### INFORMATION PROVIDED
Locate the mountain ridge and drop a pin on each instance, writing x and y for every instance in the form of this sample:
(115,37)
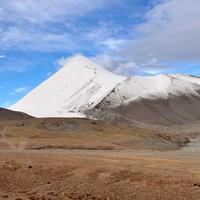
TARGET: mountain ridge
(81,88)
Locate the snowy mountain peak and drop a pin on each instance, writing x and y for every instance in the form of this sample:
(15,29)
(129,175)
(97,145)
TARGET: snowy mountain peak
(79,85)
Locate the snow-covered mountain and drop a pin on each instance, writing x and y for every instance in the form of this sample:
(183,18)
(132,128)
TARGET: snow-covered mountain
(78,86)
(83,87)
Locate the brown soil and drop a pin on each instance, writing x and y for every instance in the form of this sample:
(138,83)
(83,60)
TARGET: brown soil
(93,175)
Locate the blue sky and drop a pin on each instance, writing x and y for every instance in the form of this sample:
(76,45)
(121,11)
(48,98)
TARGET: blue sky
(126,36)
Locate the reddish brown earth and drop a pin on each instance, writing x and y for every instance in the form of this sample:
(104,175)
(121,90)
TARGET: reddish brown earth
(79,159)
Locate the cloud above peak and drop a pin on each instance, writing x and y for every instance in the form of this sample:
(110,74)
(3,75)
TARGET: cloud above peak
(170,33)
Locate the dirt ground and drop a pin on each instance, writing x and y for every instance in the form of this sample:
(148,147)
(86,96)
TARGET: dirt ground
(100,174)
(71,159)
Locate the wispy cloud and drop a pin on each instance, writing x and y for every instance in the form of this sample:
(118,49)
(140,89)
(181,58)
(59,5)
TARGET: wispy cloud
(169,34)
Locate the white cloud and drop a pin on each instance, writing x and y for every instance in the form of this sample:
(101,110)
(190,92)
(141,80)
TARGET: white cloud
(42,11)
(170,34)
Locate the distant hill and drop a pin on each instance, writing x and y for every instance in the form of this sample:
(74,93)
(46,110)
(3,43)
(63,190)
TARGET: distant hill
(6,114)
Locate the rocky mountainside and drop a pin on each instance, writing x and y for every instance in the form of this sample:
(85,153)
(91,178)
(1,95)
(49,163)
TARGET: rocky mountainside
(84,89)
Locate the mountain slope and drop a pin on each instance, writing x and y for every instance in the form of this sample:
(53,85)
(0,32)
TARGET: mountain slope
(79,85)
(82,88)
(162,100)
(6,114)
---
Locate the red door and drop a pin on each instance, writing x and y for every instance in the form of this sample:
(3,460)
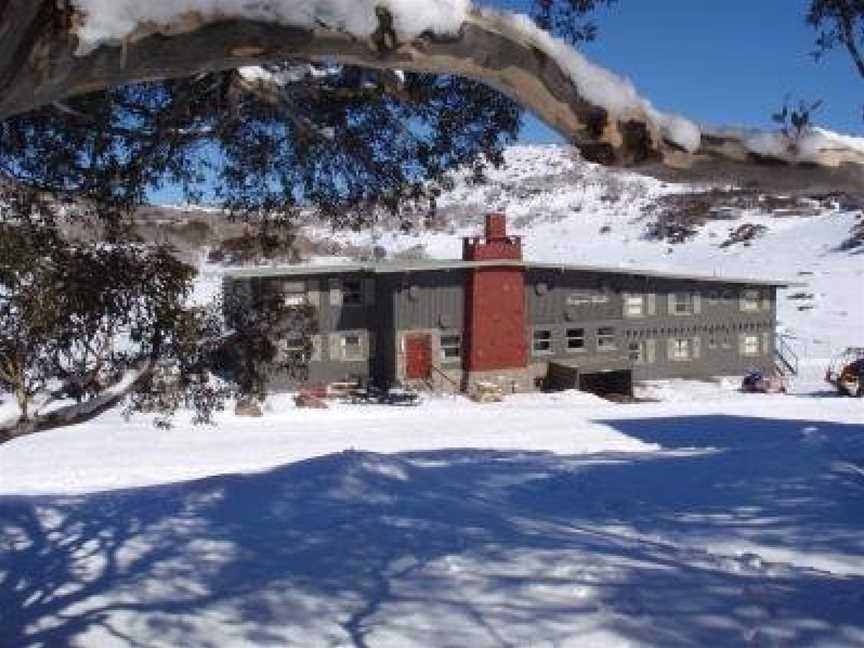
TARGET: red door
==
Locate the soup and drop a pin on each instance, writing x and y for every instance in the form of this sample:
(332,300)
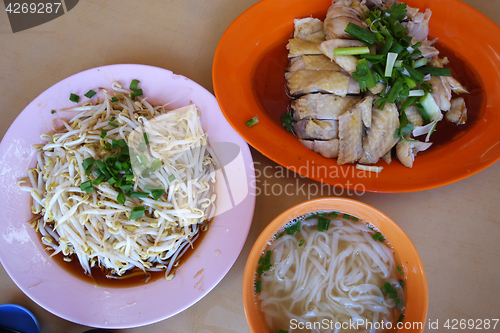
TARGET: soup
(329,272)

### WRITTEN PROBLEM
Return each line above that contains the word "white", copying it in full.

### REPLY TO THE TASK
Locate the white cloud and drop a pin on each instance, writing x and y for every instance in the form of this sample:
TARGET: white cloud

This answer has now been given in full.